Below are the records; copy each line in which "blue" can be found.

Saved entries:
-- Opening Marker --

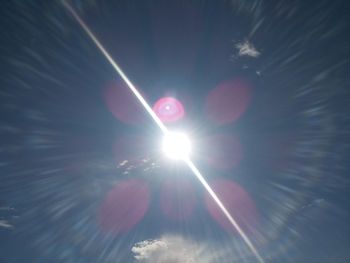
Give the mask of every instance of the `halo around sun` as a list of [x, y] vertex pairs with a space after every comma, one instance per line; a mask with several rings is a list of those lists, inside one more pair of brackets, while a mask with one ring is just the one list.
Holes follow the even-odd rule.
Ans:
[[191, 153], [191, 141], [181, 132], [168, 132], [163, 137], [162, 150], [172, 160], [184, 160]]

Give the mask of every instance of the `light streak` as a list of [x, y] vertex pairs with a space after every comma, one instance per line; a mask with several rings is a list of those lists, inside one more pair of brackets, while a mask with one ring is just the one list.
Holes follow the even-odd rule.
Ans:
[[[159, 119], [159, 117], [155, 114], [155, 112], [152, 110], [152, 108], [149, 106], [147, 101], [142, 97], [141, 93], [136, 89], [134, 84], [130, 81], [130, 79], [126, 76], [124, 71], [121, 69], [121, 67], [117, 64], [117, 62], [112, 58], [112, 56], [108, 53], [108, 51], [104, 48], [102, 43], [97, 39], [97, 37], [94, 35], [94, 33], [90, 30], [90, 28], [87, 26], [87, 24], [80, 18], [80, 16], [77, 14], [77, 12], [74, 10], [74, 8], [67, 3], [66, 0], [62, 0], [62, 4], [64, 7], [73, 15], [75, 20], [79, 23], [79, 25], [83, 28], [83, 30], [86, 32], [86, 34], [91, 38], [91, 40], [95, 43], [97, 48], [101, 51], [101, 53], [105, 56], [105, 58], [108, 60], [108, 62], [112, 65], [112, 67], [116, 70], [116, 72], [119, 74], [119, 76], [125, 81], [128, 88], [132, 91], [132, 93], [135, 95], [135, 97], [140, 101], [142, 106], [145, 108], [145, 110], [148, 112], [148, 114], [152, 117], [152, 119], [155, 121], [155, 123], [159, 126], [159, 128], [162, 130], [163, 133], [168, 133], [169, 130], [167, 127], [163, 124], [163, 122]], [[200, 171], [197, 169], [197, 167], [194, 165], [194, 163], [189, 159], [184, 159], [187, 166], [190, 168], [190, 170], [194, 173], [194, 175], [197, 177], [197, 179], [201, 182], [201, 184], [204, 186], [204, 188], [208, 191], [210, 196], [213, 198], [215, 203], [218, 205], [218, 207], [221, 209], [222, 213], [226, 216], [226, 218], [229, 220], [229, 222], [232, 224], [232, 226], [237, 230], [243, 241], [246, 243], [248, 248], [251, 250], [251, 252], [254, 254], [256, 259], [260, 263], [264, 263], [263, 258], [260, 256], [256, 248], [254, 247], [253, 243], [250, 241], [248, 236], [244, 233], [242, 228], [238, 225], [236, 220], [233, 218], [233, 216], [229, 213], [229, 211], [226, 209], [224, 204], [221, 202], [219, 197], [215, 194], [214, 190], [210, 187], [210, 185], [207, 183], [203, 175], [200, 173]]]
[[242, 237], [243, 241], [246, 243], [246, 245], [249, 247], [249, 249], [252, 251], [252, 253], [255, 255], [257, 260], [260, 263], [264, 263], [263, 258], [260, 256], [256, 248], [254, 247], [253, 243], [250, 241], [248, 236], [244, 233], [243, 229], [238, 225], [237, 221], [231, 216], [230, 212], [226, 209], [224, 204], [221, 202], [220, 198], [217, 196], [217, 194], [214, 192], [214, 190], [210, 187], [210, 185], [207, 183], [203, 175], [200, 173], [200, 171], [197, 169], [197, 167], [194, 165], [194, 163], [191, 161], [191, 159], [186, 158], [185, 159], [186, 164], [191, 169], [191, 171], [194, 173], [194, 175], [197, 177], [197, 179], [202, 183], [205, 190], [208, 191], [210, 196], [213, 198], [215, 203], [219, 206], [222, 213], [226, 216], [226, 218], [230, 221], [232, 226], [237, 230], [238, 234]]
[[97, 39], [97, 37], [94, 35], [94, 33], [90, 30], [90, 28], [87, 26], [87, 24], [80, 18], [80, 16], [75, 12], [73, 7], [67, 3], [67, 1], [62, 0], [63, 5], [67, 8], [67, 10], [73, 15], [75, 20], [79, 23], [79, 25], [84, 29], [86, 34], [91, 38], [91, 40], [95, 43], [97, 48], [102, 52], [102, 54], [105, 56], [105, 58], [108, 60], [108, 62], [112, 65], [112, 67], [117, 71], [119, 76], [125, 81], [128, 88], [134, 93], [136, 98], [140, 101], [142, 106], [146, 109], [148, 114], [152, 117], [152, 119], [157, 123], [159, 128], [164, 132], [168, 132], [168, 129], [165, 127], [163, 122], [159, 119], [159, 117], [154, 113], [152, 108], [149, 106], [147, 101], [142, 97], [141, 93], [136, 89], [134, 84], [130, 81], [130, 79], [126, 76], [124, 71], [121, 69], [121, 67], [118, 65], [118, 63], [112, 58], [112, 56], [108, 53], [108, 51], [105, 49], [105, 47], [101, 44], [101, 42]]

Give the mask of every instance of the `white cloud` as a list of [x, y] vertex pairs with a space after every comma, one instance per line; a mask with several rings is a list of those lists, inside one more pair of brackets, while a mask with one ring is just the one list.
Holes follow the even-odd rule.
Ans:
[[0, 220], [0, 227], [4, 228], [13, 228], [13, 225], [11, 225], [8, 221], [6, 220]]
[[131, 251], [135, 254], [137, 260], [146, 260], [167, 249], [168, 245], [163, 240], [145, 240], [135, 244]]
[[229, 258], [227, 249], [179, 235], [141, 241], [131, 251], [136, 261], [142, 263], [214, 263], [228, 262], [225, 260]]
[[248, 56], [253, 58], [260, 56], [260, 52], [256, 50], [253, 44], [249, 43], [248, 40], [242, 43], [237, 43], [236, 48], [238, 49], [238, 56]]

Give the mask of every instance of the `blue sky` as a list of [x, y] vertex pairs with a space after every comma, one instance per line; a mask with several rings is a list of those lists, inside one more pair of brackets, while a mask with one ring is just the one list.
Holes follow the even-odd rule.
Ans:
[[[72, 6], [266, 262], [349, 260], [346, 1]], [[256, 262], [60, 1], [0, 13], [1, 262]]]

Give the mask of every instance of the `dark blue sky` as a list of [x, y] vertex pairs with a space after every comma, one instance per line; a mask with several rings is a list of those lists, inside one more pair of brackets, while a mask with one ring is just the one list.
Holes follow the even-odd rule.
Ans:
[[[72, 6], [151, 105], [182, 102], [171, 127], [266, 262], [350, 260], [346, 1]], [[0, 262], [255, 262], [60, 1], [7, 2], [0, 20]]]

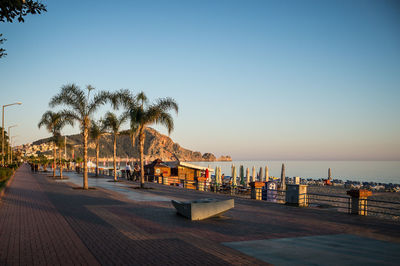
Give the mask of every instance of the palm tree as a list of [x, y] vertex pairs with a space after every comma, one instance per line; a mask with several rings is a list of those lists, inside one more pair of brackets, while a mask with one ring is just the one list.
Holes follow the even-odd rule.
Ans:
[[51, 141], [53, 143], [53, 178], [56, 177], [56, 140], [57, 137], [61, 135], [61, 129], [65, 125], [73, 125], [73, 121], [69, 117], [63, 116], [61, 113], [55, 113], [52, 111], [47, 111], [42, 115], [39, 121], [38, 127], [41, 128], [45, 126], [47, 131], [49, 131], [53, 136]]
[[105, 115], [104, 126], [109, 129], [114, 137], [114, 181], [117, 181], [117, 136], [119, 134], [121, 125], [128, 119], [128, 113], [124, 112], [119, 117], [115, 114], [108, 112]]
[[178, 113], [178, 104], [172, 98], [159, 98], [154, 103], [149, 103], [144, 92], [140, 92], [135, 97], [128, 90], [119, 92], [117, 97], [127, 109], [130, 118], [132, 144], [136, 137], [139, 139], [140, 154], [140, 187], [144, 188], [144, 142], [145, 129], [152, 124], [165, 126], [170, 134], [174, 129], [174, 120], [169, 113], [175, 110]]
[[83, 137], [83, 189], [89, 189], [87, 161], [91, 116], [101, 105], [111, 99], [111, 95], [104, 91], [95, 94], [91, 98], [90, 92], [94, 88], [88, 85], [86, 89], [87, 94], [75, 84], [64, 85], [61, 87], [60, 93], [55, 95], [49, 103], [50, 107], [58, 105], [69, 107], [69, 109], [61, 111], [62, 116], [77, 121], [80, 124]]
[[59, 154], [59, 158], [60, 158], [60, 179], [63, 179], [63, 161], [62, 161], [62, 151], [63, 148], [65, 148], [65, 139], [63, 138], [63, 136], [58, 135], [56, 137], [56, 146], [58, 146], [58, 154]]
[[92, 120], [89, 134], [90, 138], [94, 140], [96, 145], [96, 176], [99, 175], [100, 139], [106, 133], [106, 127], [104, 126], [103, 121], [96, 122], [95, 120]]

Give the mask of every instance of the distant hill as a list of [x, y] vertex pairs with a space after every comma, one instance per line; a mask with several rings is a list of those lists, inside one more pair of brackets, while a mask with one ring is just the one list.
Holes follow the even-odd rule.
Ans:
[[[144, 155], [146, 160], [155, 160], [157, 158], [163, 161], [175, 161], [176, 157], [180, 161], [231, 161], [230, 156], [221, 156], [216, 158], [212, 153], [201, 154], [199, 151], [191, 151], [182, 148], [178, 143], [174, 143], [172, 139], [163, 135], [152, 128], [145, 131], [146, 139], [144, 144]], [[49, 138], [40, 139], [32, 143], [32, 145], [40, 145], [48, 142]], [[82, 136], [80, 134], [67, 136], [67, 143], [74, 147], [75, 157], [83, 157]], [[89, 157], [95, 156], [95, 144], [89, 142]], [[50, 153], [50, 152], [49, 152]], [[71, 157], [72, 148], [67, 149], [68, 157]], [[111, 158], [113, 156], [113, 139], [111, 135], [107, 135], [100, 140], [100, 157]], [[176, 156], [176, 157], [175, 157]], [[121, 134], [117, 139], [117, 157], [119, 158], [139, 158], [138, 141], [136, 139], [132, 147], [132, 140], [129, 135]]]

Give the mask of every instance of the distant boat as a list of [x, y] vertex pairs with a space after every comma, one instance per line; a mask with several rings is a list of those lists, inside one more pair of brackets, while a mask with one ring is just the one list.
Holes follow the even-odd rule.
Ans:
[[204, 220], [220, 216], [235, 207], [234, 199], [200, 199], [185, 202], [171, 200], [171, 202], [180, 215], [190, 220]]

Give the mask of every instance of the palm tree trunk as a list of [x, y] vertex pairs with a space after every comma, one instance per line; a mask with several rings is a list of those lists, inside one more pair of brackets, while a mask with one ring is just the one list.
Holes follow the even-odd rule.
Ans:
[[53, 149], [53, 178], [56, 178], [56, 158], [57, 158], [57, 154], [56, 154], [56, 144], [54, 143], [54, 149]]
[[85, 124], [84, 128], [83, 128], [83, 189], [89, 189], [89, 185], [88, 185], [88, 168], [87, 168], [88, 135], [89, 135], [89, 128], [88, 128], [87, 124]]
[[63, 175], [62, 175], [62, 171], [63, 171], [63, 165], [62, 165], [62, 158], [61, 158], [61, 147], [60, 147], [60, 149], [59, 149], [59, 154], [60, 154], [60, 179], [62, 179], [63, 178]]
[[114, 181], [117, 181], [117, 134], [114, 134]]
[[139, 132], [139, 153], [140, 153], [140, 187], [144, 188], [144, 161], [143, 161], [143, 149], [144, 149], [144, 133], [143, 129]]
[[100, 153], [100, 144], [99, 141], [96, 143], [96, 176], [99, 176], [99, 153]]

-- Closing Marker --

Output for this exercise:
Give the mask of every instance of the `blue sky` as a list of [x, y] vertex pairs with a space after every comma, one instance per line; a mask with several rings is a list of those lists, inside one more pair of brackets, while a mask with one ring is just the one list.
Give the mask of every instance of the `dark blue sky` as a list of [x, y] vertex pairs with a space after every comma, one instance per line; a mask with several rings is a list of those lists, inside one more pair of brackets, while a mask with one ring is just the one list.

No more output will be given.